### Tâche courte 1
Réécrivez les lignes des enregistrements, de celle qui contient « of the cloud » jusqu'à la fin des enregistrements incluse, en remplaçant « keypoint » par « marker » et sans rien changer d'autre.

### Extrait du texte
# # #
Romans Graphiques

Trois romans graphiques sur la Mémoire asiatique qui ont marqué l’année 2018

Par Laurent Melikian le 26 décembre 2018                      Lien  
« Concombres amers », « Les Mauvais herbes », « Mémoires d’un Frêne ». Trois romans graphiques pour trois éclairages sur des douleurs qui n’ont pas encore cicatrisé. Ces ouvrages sont menés par des démarches graphiques et narratives fortes et singulières. Pour certains, ils ont marqué 2018.

Aux USA, à la fin des années 1970, Will Eisner porte un projet de bande dessinée hors du commun : A Contract with God. Il qualifie ce recueil de nouvelles de « Graphic Novel » et l’affiche en couverture. Avec cette appellation il compte attirer de lecteurs instruits qui fréquentent peu la bande dessinée. Il faudra plus de deux décennies avant que le roman graphique s’impose vraiment en librairie. On note que A Contract with God s’ouvre sur l’évocation des pogroms commis à l’encontre des communautés juives de l’Empire russe et que la seconde œuvre marquante dans ce domaine est Maus d’Art Spiegelman...
# # #
### Lignes d'entrée
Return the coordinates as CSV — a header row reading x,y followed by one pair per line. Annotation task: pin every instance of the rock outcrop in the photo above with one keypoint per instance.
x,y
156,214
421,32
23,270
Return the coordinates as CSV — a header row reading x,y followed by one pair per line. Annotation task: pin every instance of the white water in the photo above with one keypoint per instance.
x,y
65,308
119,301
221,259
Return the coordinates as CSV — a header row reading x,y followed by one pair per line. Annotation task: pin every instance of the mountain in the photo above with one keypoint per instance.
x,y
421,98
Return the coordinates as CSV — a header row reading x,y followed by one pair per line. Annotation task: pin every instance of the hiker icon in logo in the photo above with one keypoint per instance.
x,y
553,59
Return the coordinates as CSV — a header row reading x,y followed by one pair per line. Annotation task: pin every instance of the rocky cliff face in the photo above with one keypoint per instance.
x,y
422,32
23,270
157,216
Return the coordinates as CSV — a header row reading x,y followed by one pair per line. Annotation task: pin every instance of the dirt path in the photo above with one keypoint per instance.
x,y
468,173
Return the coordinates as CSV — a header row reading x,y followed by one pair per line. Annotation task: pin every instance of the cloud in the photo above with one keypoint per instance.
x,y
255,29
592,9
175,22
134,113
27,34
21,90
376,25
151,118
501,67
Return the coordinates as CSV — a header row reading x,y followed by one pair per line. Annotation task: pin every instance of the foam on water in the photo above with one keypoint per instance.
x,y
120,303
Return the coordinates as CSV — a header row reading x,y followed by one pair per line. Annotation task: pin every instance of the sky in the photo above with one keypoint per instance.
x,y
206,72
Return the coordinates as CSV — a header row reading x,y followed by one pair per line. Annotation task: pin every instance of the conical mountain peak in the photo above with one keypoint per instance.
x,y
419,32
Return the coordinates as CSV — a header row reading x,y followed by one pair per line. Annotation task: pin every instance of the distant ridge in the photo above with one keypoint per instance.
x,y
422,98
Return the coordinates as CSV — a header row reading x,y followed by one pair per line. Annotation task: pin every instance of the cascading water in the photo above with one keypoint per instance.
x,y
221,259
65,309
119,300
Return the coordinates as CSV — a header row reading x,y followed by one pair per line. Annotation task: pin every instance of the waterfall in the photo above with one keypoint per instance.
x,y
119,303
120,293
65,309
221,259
# # #
### Tâche courte 2
Recopiez sans modification le passage de l'article sur les romans graphiques qui va de « Aux USA, à la » jusqu'à « Maus d’Art Spiegelman... » inclus.

### Réponse finale 1
Return the coordinates as CSV — a header row reading x,y followed by one pair per line. Annotation task: pin every instance of the cloud in the photo above with one marker per instance.
x,y
255,29
592,9
175,22
134,113
27,34
21,90
376,25
151,118
501,67
Return the coordinates as CSV — a header row reading x,y followed by one pair per line. Annotation task: pin every instance of the foam on water in the photo above with one marker per instance.
x,y
120,303
Return the coordinates as CSV — a header row reading x,y followed by one pair per line. Annotation task: pin every instance of the sky in the photo above with one marker per instance.
x,y
206,72
Return the coordinates as CSV — a header row reading x,y followed by one pair per line. Annotation task: pin every instance of the conical mountain peak in the photo above with one marker per instance.
x,y
419,32
Return the coordinates as CSV — a header row reading x,y followed by one pair per line. Annotation task: pin every instance of the distant ridge in the photo above with one marker per instance.
x,y
422,98
Return the coordinates as CSV — a header row reading x,y followed by one pair per line. Annotation task: pin every instance of the cascading water in the photo above with one marker per instance.
x,y
221,259
65,309
119,300
Return the coordinates as CSV — a header row reading x,y followed by one pair per line. Annotation task: pin every instance of the waterfall in the photo above with one marker per instance.
x,y
119,303
120,293
65,309
221,259

### Réponse finale 2
Aux USA, à la fin des années 1970, Will Eisner porte un projet de bande dessinée hors du commun : A Contract with God. Il qualifie ce recueil de nouvelles de « Graphic Novel » et l’affiche en couverture. Avec cette appellation il compte attirer de lecteurs instruits qui fréquentent peu la bande dessinée. Il faudra plus de deux décennies avant que le roman graphique s’impose vraiment en librairie. On note que A Contract with God s’ouvre sur l’évocation des pogroms commis à l’encontre des communautés juives de l’Empire russe et que la seconde œuvre marquante dans ce domaine est Maus d’Art Spiegelman...